EXERCISE INSTRUCTIONS -
• a. Do these statements agree with the biography of Nicole Yance Borromeo? (i) She was the third runner-up at Miss International 2023. (ii) She won Miss Mandaue 2018. (iii) Asked to rate herself as a "responsible Filipino citizen," she gave herself a ten. For each, answer yes or no and quote the deciding words of the text.
• b. Reproduce the passage of the Borromeo biography between "Nicole Yance Borromeo (/tl/;" and "and Leo Almodal.", inclusive, word for word.

Start of SOURCE DOCUMENT

Filipino model and beauty pageant titleholder

Nicole Yance Borromeo (/tl/; born December 9, 2000) is a Filipino model and beauty pageant titleholder who won Binibining Pilipinas International 2022. She represented the Philippines at Miss International 2023, and was the third runner-up. She represented Cebu at Miss Universe Philippines 2026 and reached the top seven.

==Early life and career==
Nicole Yance Borromeo was born on December 9, 2000, in Cebu, Philippines. She is a native of Guadalupe, Cebu City. Borromeo completed secondary education from Cebu Doctors' University in Mandaue. She attended the University of San Carlos for a degree in interior design.

In October 2024, she appeared in Paris Fashion Week, walking for Joseph Auren, Michael Cinco, and Leo Almodal.

==Pageantry==
=== 2017–2019: Local and teen pageantry ===
On October 14, 2017, Borromeo won Miss Silka Cebu 2017. Her victory advanced her to the Miss Silka Philippines 2017 pageant, where she finished as the second runner-up. The following year, she competed at Miss Mandaue 2018, where she placed as the first runner-up to Gabbi Carballo.

During Sinulog in 2019, Borromeo was the festival queen of the Carcar contingent. On January 18, she was crowned as the Sinulog Festival Queen of that year, becoming the second winner from Carcar. As festival queen, she competed at the Reyna ng Aliwan 2019 pageant, where she won, marking her first national title. However, she would be stripped of the title following her subsequent participation in other pageants.

Borromeo represented Carcar at Miss Teen Philippines 2019, where she was the second runner-up to Nikki de Moura of Cagayan de Oro. In August, she joined Miss Millennial Philippines 2019, a tourism beauty pageant segment of the Philippine reality show, Eat Bulaga!. After months of competition, she would be crowned as the winner on October 26, marking the second consecutive title for a candidate from Cebu.

=== Binibining Pilipinas 2022 ===

Borromeo represented Cebu at Binibining Pilipinas 2022. For the national costume competition, she collaborated with Axel Que for a design inspired by the Sinulog.

During the coronation night, she received one sponsor award. Borromeo progressed to the top 12, and during the question-and-answer portion, she was asked to rate herself as a "responsible Filipino citizen" on a scale of one to ten. She rated herself an eight, recognizing her opportunities to improve and willingness to learn.

End of SOURCE DOCUMENT
Start of SUPPLIED RECORDS

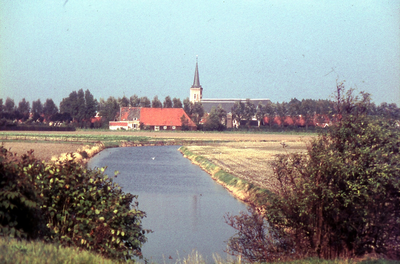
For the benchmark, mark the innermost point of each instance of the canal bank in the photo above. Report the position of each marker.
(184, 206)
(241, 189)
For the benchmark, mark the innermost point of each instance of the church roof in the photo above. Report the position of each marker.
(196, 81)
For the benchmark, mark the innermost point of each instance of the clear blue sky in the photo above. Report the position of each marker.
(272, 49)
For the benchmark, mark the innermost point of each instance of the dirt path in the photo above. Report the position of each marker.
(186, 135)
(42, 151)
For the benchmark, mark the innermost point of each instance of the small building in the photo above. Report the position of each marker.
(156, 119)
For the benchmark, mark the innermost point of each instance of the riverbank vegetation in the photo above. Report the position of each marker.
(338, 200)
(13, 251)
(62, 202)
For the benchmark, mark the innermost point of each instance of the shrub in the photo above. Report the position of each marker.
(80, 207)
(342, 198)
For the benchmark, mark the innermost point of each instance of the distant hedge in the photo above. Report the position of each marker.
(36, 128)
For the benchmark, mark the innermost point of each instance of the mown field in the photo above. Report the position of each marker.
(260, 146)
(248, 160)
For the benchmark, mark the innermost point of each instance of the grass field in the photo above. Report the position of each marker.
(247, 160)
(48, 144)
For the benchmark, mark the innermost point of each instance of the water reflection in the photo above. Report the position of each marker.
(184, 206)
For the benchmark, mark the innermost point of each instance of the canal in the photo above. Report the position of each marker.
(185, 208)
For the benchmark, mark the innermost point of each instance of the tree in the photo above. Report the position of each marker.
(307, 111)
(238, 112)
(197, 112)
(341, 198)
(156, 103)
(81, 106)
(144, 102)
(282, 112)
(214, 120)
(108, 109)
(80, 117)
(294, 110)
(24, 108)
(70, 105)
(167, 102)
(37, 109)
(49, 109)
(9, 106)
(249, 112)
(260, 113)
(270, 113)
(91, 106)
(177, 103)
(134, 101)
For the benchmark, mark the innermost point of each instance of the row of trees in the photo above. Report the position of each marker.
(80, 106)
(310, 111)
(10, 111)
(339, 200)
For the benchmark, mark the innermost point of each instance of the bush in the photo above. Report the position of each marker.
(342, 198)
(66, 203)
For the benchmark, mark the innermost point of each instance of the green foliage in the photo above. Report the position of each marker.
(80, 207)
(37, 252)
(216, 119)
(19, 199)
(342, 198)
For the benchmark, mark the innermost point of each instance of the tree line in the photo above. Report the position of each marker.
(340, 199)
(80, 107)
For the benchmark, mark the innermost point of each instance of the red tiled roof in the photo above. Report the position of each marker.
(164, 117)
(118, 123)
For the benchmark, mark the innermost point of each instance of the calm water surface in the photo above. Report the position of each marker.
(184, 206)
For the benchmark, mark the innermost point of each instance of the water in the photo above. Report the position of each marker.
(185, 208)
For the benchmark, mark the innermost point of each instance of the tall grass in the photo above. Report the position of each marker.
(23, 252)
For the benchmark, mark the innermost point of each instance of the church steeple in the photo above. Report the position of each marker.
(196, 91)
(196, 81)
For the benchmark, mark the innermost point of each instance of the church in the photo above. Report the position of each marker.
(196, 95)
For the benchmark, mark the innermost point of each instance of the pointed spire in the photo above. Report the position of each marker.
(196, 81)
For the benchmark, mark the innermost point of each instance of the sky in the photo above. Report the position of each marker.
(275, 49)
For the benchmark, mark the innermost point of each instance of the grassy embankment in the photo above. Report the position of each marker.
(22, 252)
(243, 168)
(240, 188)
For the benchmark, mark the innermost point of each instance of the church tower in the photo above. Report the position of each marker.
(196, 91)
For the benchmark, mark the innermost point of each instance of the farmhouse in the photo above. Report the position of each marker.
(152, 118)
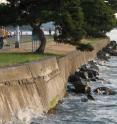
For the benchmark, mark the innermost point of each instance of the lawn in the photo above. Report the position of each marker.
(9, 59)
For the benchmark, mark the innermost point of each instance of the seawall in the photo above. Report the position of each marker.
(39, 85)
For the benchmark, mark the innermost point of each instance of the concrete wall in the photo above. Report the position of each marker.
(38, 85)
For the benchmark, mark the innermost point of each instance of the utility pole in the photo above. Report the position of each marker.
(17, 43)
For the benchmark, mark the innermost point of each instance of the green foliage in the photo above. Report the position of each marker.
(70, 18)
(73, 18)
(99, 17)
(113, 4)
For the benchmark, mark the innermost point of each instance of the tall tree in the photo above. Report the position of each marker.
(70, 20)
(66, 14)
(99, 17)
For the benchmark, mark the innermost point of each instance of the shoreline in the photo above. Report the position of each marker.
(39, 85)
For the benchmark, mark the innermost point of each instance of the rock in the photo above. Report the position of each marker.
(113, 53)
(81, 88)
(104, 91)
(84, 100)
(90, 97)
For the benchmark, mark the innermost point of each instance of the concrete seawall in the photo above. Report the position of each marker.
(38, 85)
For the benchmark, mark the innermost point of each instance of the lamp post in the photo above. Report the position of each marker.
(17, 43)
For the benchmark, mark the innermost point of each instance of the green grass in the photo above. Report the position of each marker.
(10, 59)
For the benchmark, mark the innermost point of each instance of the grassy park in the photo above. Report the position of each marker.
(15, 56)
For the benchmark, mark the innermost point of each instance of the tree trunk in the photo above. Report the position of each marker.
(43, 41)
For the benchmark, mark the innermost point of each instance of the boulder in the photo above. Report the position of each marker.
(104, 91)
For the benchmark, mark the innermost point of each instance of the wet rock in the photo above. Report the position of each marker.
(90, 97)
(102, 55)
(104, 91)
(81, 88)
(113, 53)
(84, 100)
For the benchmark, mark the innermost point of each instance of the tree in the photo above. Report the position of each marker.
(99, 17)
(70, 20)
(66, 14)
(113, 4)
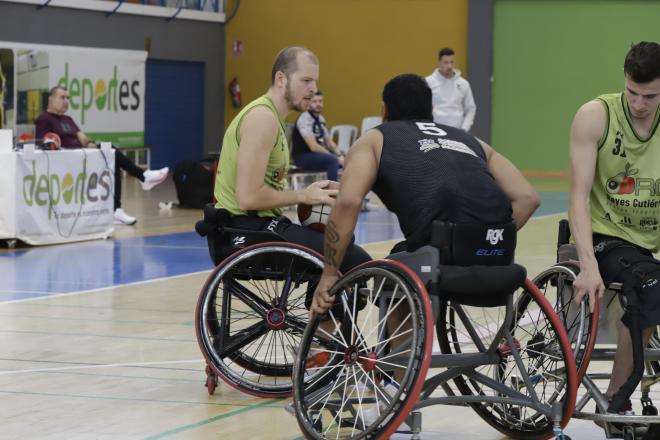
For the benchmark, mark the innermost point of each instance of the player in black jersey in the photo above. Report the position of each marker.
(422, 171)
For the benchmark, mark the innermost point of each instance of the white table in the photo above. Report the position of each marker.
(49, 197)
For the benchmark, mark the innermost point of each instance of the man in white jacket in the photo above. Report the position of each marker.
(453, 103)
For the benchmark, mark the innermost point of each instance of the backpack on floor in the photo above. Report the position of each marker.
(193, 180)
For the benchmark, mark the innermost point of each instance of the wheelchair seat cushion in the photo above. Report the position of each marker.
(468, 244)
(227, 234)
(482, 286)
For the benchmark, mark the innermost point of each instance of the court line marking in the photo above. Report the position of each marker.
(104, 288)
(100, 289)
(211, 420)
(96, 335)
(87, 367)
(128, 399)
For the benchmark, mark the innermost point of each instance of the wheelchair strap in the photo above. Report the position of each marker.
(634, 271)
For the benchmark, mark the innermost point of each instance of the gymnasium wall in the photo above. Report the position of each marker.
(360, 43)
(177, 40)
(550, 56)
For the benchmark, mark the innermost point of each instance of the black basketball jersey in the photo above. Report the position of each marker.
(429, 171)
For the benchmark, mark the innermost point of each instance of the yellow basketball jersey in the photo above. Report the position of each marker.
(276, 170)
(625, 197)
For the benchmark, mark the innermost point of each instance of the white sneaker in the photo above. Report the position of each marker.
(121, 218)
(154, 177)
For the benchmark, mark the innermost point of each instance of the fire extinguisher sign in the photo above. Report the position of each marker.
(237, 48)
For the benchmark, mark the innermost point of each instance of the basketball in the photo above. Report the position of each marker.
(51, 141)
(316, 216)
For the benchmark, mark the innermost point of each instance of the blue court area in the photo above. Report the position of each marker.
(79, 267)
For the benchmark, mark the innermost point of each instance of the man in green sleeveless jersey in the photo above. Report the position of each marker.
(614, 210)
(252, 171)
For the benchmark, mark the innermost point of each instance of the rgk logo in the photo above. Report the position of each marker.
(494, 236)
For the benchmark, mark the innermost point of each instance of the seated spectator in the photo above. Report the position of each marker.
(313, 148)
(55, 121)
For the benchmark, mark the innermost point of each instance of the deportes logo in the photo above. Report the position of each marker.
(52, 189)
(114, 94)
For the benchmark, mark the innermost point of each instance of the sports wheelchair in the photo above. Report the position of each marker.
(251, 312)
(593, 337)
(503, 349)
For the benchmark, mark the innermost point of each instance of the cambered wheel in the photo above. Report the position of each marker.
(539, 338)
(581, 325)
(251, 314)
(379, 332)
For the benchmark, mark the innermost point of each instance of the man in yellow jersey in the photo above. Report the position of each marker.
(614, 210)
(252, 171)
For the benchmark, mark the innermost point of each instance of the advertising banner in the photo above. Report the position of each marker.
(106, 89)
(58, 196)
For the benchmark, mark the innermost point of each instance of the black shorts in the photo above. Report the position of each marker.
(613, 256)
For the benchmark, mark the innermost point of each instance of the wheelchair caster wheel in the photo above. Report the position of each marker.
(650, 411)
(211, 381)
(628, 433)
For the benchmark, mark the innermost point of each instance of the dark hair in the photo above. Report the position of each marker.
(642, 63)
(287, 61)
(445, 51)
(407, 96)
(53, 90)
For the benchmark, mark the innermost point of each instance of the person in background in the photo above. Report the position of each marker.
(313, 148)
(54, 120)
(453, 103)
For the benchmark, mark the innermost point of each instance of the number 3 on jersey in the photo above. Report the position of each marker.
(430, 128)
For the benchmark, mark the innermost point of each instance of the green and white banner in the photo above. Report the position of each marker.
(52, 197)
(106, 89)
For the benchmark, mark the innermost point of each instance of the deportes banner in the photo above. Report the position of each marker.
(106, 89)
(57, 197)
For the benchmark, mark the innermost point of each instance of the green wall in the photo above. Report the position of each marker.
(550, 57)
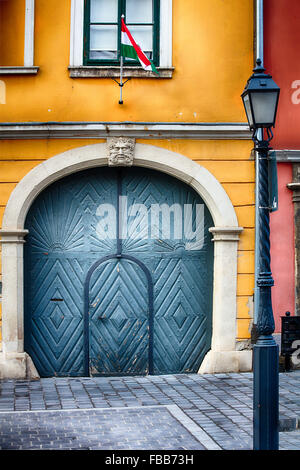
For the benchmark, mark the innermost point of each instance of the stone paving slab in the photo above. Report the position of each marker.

End of SUPPLIED RECORDS

SOLVED TASKS -
• a.
(i) Yes: "She represented the Philippines at Miss International 2023, and was the third runner-up."
(ii) No: "she placed as the first runner-up to Gabbi Carballo."
(iii) No: "She rated herself an eight"

• b.
Nicole Yance Borromeo (/tl/; born December 9, 2000) is a Filipino model and beauty pageant titleholder who won Binibining Pilipinas International 2022. She represented the Philippines at Miss International 2023, and was the third runner-up. She represented Cebu at Miss Universe Philippines 2026 and reached the top seven.

==Early life and career==
Nicole Yance Borromeo was born on December 9, 2000, in Cebu, Philippines. She is a native of Guadalupe, Cebu City. Borromeo completed secondary education from Cebu Doctors' University in Mandaue. She attended the University of San Carlos for a degree in interior design.

In October 2024, she appeared in Paris Fashion Week, walking for Joseph Auren, Michael Cinco, and Leo Almodal.